[Source passage — start]
International Travel House Ltd Q3 FY26: ₹58.2 Cr Revenue, EPS Turns Negative, Yet ROCE at 24% — Travel Business or Emotional Rollercoaster?
1. At a Glance – Blink and You’ll Miss the Drama
International Travel House Ltd (ITHL), India’s OG listed travel company, is currently trading around ₹372 with a market cap of roughly ₹297 crore. Over the last three months, the stock has politely fallen off a cliff with an ~18% decline, and over one year, it has managed a spectacular -42% return. Tourism may be booming on Instagram reels, but the stock chart looks like a Goa trip planned in monsoon.
Latest quarterly numbers (Q3 FY26, Dec 2025) show revenue of ₹58.22 crore — basically flat YoY and QoQ — while PAT has dramatically slipped into the red at -₹0.02 crore. Yes, that’s negative, not a typo. EPS for the quarter stands at -₹0.03, which feels awkward when the trailing twelve-month EPS still shows a healthy ₹26.1. ROCE, however, is flexing at 24.1%, ROE at 17.6%, and debt-to-equity is an almost spiritual 0.01.
Dividend yield of ~1.5% suggests management still believes in “sharing is caring.” The valuation looks cheap at ~11.8x earnings versus an industry PE north of 40. But cheap things sometimes are cheap for a reason. Is this a mispriced travel veteran or a company stuck between pre-COVID nostalgia and post-COVID reality? Let’s unpack this suitcase properly.
2. Introduction – From Maharaja Vibes to Excel Sheets
International Travel House Ltd began operations in 1981, when booking air tickets meant carbon copies and trust, not apps and cashback coupons. It went public in 1993, becoming India’s first listed travel company — basically the Doordarshan of Indian travel management.
[Source passage — finish]
[Data supplied — start]
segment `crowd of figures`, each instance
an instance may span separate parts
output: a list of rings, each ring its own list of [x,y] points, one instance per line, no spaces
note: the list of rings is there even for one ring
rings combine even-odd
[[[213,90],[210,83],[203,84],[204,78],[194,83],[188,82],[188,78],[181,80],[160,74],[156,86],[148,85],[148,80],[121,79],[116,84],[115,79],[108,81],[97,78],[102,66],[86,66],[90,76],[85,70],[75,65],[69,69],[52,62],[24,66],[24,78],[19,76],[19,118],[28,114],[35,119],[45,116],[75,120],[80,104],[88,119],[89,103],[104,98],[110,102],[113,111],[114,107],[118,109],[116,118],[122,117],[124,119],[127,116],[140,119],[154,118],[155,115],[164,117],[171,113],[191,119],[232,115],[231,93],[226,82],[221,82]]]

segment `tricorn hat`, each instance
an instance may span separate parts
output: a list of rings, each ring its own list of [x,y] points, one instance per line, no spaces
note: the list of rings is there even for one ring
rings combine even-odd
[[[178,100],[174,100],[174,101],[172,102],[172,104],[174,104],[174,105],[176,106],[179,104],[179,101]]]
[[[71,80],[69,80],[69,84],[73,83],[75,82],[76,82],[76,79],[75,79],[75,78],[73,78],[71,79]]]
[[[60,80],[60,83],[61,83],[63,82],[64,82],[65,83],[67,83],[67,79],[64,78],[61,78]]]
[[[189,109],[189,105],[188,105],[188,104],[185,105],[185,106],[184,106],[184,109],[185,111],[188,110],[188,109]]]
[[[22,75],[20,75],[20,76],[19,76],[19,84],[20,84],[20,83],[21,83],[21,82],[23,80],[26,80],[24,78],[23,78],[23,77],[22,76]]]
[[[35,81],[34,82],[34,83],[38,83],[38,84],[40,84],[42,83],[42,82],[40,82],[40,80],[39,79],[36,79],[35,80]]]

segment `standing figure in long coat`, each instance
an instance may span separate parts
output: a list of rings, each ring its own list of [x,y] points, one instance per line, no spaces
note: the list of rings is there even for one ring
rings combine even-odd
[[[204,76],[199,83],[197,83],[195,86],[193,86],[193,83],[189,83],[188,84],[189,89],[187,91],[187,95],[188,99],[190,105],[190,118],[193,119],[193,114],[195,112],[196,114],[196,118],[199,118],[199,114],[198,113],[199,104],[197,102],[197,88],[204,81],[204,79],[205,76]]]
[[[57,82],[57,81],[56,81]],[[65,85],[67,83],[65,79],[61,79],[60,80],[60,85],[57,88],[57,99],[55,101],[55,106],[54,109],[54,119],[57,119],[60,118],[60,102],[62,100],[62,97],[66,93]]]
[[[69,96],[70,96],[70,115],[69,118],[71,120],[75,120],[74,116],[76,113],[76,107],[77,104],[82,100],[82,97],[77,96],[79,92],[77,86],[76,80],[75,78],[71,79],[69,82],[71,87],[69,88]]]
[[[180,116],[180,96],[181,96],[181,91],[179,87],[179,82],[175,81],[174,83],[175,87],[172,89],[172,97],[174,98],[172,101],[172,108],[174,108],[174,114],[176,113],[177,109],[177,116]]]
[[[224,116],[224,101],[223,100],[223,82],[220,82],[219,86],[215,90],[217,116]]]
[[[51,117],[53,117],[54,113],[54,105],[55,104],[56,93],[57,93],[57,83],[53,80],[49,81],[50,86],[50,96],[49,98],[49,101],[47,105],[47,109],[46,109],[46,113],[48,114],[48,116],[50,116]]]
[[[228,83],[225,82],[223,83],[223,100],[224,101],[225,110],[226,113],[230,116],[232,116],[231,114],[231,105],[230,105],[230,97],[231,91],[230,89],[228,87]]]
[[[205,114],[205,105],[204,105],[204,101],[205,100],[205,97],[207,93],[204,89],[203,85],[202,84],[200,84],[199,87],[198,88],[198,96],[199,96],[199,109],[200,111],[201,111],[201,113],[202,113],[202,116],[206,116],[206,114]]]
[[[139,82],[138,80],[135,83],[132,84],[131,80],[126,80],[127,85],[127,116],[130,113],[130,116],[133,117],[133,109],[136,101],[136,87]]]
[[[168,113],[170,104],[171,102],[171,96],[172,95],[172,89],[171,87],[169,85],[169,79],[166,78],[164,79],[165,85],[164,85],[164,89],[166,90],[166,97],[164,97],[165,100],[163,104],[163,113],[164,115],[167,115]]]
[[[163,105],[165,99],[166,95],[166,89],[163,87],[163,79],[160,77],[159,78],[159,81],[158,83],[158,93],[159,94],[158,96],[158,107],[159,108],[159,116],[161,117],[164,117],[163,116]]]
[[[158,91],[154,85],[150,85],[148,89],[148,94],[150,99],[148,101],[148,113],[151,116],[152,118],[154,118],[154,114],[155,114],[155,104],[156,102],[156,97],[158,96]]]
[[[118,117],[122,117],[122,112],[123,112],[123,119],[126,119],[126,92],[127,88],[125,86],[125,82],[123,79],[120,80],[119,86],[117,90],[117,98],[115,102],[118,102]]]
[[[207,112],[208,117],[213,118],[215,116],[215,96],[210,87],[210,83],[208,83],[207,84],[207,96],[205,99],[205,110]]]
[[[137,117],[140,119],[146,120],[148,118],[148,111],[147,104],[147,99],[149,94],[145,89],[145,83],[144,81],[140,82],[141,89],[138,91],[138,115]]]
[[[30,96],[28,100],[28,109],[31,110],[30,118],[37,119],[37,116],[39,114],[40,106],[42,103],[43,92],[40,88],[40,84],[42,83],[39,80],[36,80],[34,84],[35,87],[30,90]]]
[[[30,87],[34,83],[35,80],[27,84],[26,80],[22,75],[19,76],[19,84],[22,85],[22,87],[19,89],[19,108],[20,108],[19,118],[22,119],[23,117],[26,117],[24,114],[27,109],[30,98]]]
[Data supplied — finish]
(About this task): From the travel company write-up, reproduce the passage starting with "Dividend yield of" and going on through "Indian travel management.", swapping "suitcase" for "luggage".

(Solution to this problem):
Dividend yield of ~1.5% suggests management still believes in “sharing is caring.” The valuation looks cheap at ~11.8x earnings versus an industry PE north of 40. But cheap things sometimes are cheap for a reason. Is this a mispriced travel veteran or a company stuck between pre-COVID nostalgia and post-COVID reality? Let’s unpack this luggage properly.
2. Introduction – From Maharaja Vibes to Excel Sheets
International Travel House Ltd began operations in 1981, when booking air tickets meant carbon copies and trust, not apps and cashback coupons. It went public in 1993, becoming India’s first listed travel company — basically the Doordarshan of Indian travel management.